EXTRACT

───

Receiving payments from direct clients
Thread poster: Arthur Barros

Arthur Barros
Brazil
English to Portuguese
Apr 18, 2016

I worked for agencies or companies since the beginning of my career as a translator.

Last week I came across my first direct client. It was a rewarding experience. We exchanged a few emails after I told him the translation was done, and he said something along the lines of "I trust your work" and paid without hesitation, even before I sent him the translation.

However, I imagine this is the best possible scenario. It got me thinking, how does one properly charge a direct client without it becoming awkward? (For example, asking them to pay before you send the translation, while they ask you to send the translation first).

I'm unexperienced in this kind of thing, because I have always worked for agencies who handled the payment.

I imagine I would have to make the direct client sign some kind of clause, but I have no idea how to go about it.

My question is, if you're a translator who deals with direct clients frequently, what is your method for charging them safely? Is it before or after the translation is sent? Do you use any kind of payment processor, to make the transaction safer?

Sorry for the long post and thanks in advance.


 

Tom in London
United Kingdom
Local time: 17:17
Member (2008)
Italian to English
Dodgy Apr 19, 2016

Arthur Barros wrote:

.....he said something along the lines of "I trust your work" and paid without hesitation, even before I sent him the translation.


Very dodgy. Are you sure you know this person very well and trust them? There have been frequent discussions in these forums about translators being used to recycle money.

I would be very suspicious about anyone who tried to pay money into my bank account before I had done any work for them.

───

DATA RECORDS
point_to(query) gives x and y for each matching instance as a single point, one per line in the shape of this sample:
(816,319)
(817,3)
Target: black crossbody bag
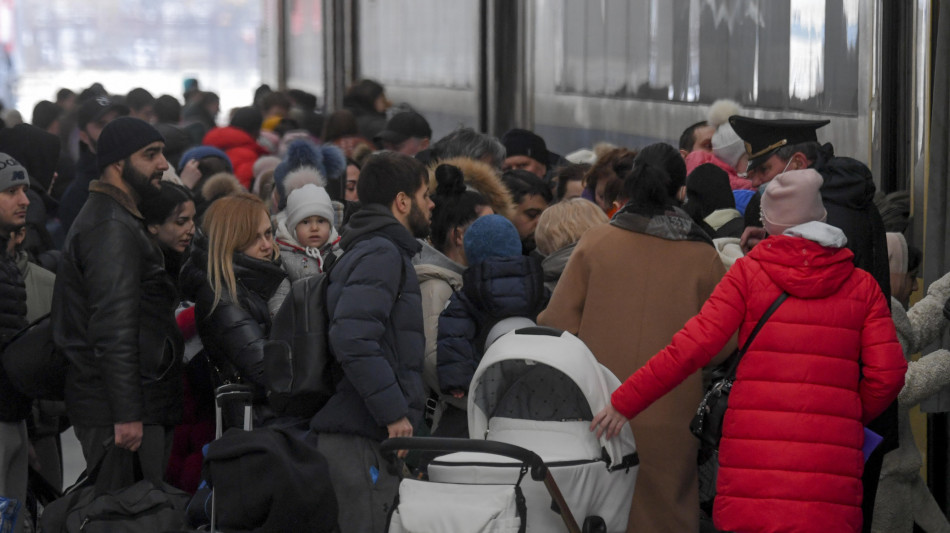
(707,422)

───

INSTRUCTION
Reproduce the forum thread starting at the words "Italian to English" and ending after "work for them.", substituting "wary" for "suspicious".

PROBLEM SOLUTION
Italian to English
Dodgy Apr 19, 2016

Arthur Barros wrote:

.....he said something along the lines of "I trust your work" and paid without hesitation, even before I sent him the translation.


Very dodgy. Are you sure you know this person very well and trust them? There have been frequent discussions in these forums about translators being used to recycle money.

I would be very wary about anyone who tried to pay money into my bank account before I had done any work for them.